### DATA SECTION
►

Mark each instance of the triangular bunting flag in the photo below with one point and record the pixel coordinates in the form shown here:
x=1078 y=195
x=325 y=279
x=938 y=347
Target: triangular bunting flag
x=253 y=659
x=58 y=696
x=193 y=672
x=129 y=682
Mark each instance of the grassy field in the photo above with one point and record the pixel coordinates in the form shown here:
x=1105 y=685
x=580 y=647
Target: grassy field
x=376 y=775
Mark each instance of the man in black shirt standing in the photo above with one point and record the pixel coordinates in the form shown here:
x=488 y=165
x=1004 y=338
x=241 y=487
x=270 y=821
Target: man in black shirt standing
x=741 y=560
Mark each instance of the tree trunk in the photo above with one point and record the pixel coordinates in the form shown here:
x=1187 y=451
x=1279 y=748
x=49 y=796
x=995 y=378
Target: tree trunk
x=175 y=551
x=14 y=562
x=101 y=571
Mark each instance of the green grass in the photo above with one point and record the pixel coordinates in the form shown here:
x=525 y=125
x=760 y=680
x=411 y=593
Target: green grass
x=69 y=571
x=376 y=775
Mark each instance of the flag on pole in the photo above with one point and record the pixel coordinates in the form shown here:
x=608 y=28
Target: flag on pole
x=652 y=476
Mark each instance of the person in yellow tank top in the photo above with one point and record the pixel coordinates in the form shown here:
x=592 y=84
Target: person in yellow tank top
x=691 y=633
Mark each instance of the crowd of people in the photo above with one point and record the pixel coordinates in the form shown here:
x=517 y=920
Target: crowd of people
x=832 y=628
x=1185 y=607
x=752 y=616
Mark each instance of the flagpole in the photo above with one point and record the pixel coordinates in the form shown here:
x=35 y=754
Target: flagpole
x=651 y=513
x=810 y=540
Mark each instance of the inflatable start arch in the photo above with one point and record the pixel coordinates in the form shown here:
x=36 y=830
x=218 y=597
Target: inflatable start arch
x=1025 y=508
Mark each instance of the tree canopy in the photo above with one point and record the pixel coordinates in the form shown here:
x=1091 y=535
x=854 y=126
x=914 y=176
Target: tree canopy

◄

### REQUIREMENT
Reproduce all of the entries above word for word, line by line, with nothing changed.

### RIGHT ANSWER
Mark each instance of the triangular bunting flag in the photo below with one point and record the pixel coordinates in the form shown here:
x=1078 y=195
x=325 y=279
x=938 y=347
Target: triangular bunting flag
x=253 y=659
x=58 y=696
x=193 y=672
x=129 y=682
Mark each instance of the grassy field in the photo above with one point and record the pixel coordinates in the form shown here:
x=1105 y=685
x=580 y=647
Target: grassy field
x=376 y=775
Mark each instance of the man in black shirt standing in the photo above with one point and record the pixel coordinates in the form shown here:
x=488 y=165
x=1004 y=338
x=241 y=487
x=270 y=821
Target: man in black shirt standing
x=741 y=560
Mark each instance of the tree trunk in the photo above with one point and record the pixel coordinates in the form shown here:
x=1187 y=451
x=1279 y=748
x=49 y=796
x=995 y=378
Target: tree trunk
x=175 y=551
x=14 y=562
x=101 y=571
Mark each instance of the green grass in the photo above with one point and record the pixel coordinates in the form shown here:
x=525 y=125
x=760 y=680
x=411 y=593
Target: green grass
x=69 y=571
x=376 y=775
Mark each instance of the flag on pole in the photo above with one point and record the pixel coordinates in the form shown here:
x=608 y=28
Target: flag on pole
x=652 y=476
Mark each instance of the person in yellow tank top in the photo above with one point and record the pixel coordinates in the form shown here:
x=592 y=84
Target: person in yellow tank top
x=691 y=633
Mark each instance of the crowd of people in the photo above with one point and record the pixel coordinates in the form shown here:
x=517 y=920
Target: crowd of people
x=832 y=628
x=1185 y=607
x=752 y=616
Mark each instance of the flagpole in the photo above with one point and record the pixel coordinates in the form shown here:
x=35 y=754
Target: flagpole
x=651 y=513
x=810 y=540
Mark each instance of the inflatable start arch in the photo above with one point and record the pixel coordinates in the form shown here:
x=36 y=830
x=218 y=597
Target: inflatable start arch
x=1025 y=508
Mark each instance of the tree canopy in the photo above with one point and record the pixel coordinates in the form shown here:
x=1091 y=535
x=854 y=126
x=914 y=176
Target: tree canopy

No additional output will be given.